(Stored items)
━━━━━━
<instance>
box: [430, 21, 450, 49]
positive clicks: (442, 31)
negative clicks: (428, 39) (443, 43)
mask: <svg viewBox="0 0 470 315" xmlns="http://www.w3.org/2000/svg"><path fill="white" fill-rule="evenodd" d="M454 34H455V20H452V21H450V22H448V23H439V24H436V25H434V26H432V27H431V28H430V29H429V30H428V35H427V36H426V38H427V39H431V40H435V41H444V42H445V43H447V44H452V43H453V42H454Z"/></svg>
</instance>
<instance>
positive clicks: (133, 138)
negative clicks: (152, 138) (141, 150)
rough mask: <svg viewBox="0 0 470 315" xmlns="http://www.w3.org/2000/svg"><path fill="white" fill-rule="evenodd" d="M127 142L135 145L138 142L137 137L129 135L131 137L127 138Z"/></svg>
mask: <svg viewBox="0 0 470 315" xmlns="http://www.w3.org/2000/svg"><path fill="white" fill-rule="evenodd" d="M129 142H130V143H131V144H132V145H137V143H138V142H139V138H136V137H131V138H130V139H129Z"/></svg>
━━━━━━
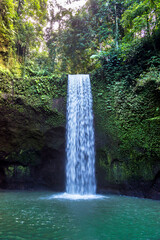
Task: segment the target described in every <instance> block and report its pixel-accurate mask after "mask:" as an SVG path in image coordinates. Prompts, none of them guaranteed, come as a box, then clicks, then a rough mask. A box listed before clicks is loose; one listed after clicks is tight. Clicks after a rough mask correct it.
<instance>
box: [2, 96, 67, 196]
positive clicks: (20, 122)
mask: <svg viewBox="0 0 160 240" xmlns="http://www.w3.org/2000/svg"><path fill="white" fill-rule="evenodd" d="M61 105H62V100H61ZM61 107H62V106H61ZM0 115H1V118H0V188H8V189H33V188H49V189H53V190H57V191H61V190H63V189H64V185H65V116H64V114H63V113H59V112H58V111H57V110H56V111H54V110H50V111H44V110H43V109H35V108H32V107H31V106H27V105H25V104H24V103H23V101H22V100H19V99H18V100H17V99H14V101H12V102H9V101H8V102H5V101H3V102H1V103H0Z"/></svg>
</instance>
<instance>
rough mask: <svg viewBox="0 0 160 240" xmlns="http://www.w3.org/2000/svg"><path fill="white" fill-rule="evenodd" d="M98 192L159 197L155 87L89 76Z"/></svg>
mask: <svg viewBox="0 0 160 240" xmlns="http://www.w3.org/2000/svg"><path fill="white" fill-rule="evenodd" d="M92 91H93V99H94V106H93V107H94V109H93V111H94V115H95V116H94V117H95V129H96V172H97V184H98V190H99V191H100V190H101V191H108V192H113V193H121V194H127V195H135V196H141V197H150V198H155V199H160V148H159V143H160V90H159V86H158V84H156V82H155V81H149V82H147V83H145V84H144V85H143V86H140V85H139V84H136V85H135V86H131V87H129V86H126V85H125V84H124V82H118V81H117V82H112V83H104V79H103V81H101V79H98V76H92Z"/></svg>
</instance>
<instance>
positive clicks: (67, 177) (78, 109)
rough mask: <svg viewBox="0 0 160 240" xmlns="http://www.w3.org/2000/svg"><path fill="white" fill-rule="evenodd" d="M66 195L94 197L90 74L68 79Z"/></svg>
━━━━━━
Can you output everything from the line containing "Task: segment the" down to the line containing "positive clicks: (20, 122)", exactly as the lines appear?

## Solved exercise:
Task: segment the target described in every <instance> block and report its pixel-accurate mask after "mask:" as an SVG path in image coordinates. Prompts, none of them guaranteed, come as a box, then clicks, then a rough mask. A box listed before clicks is loose; one listed after clicks is tight. Clicks after a rough mask correct it.
<instance>
box: [2, 96, 67, 196]
positive clicks: (20, 122)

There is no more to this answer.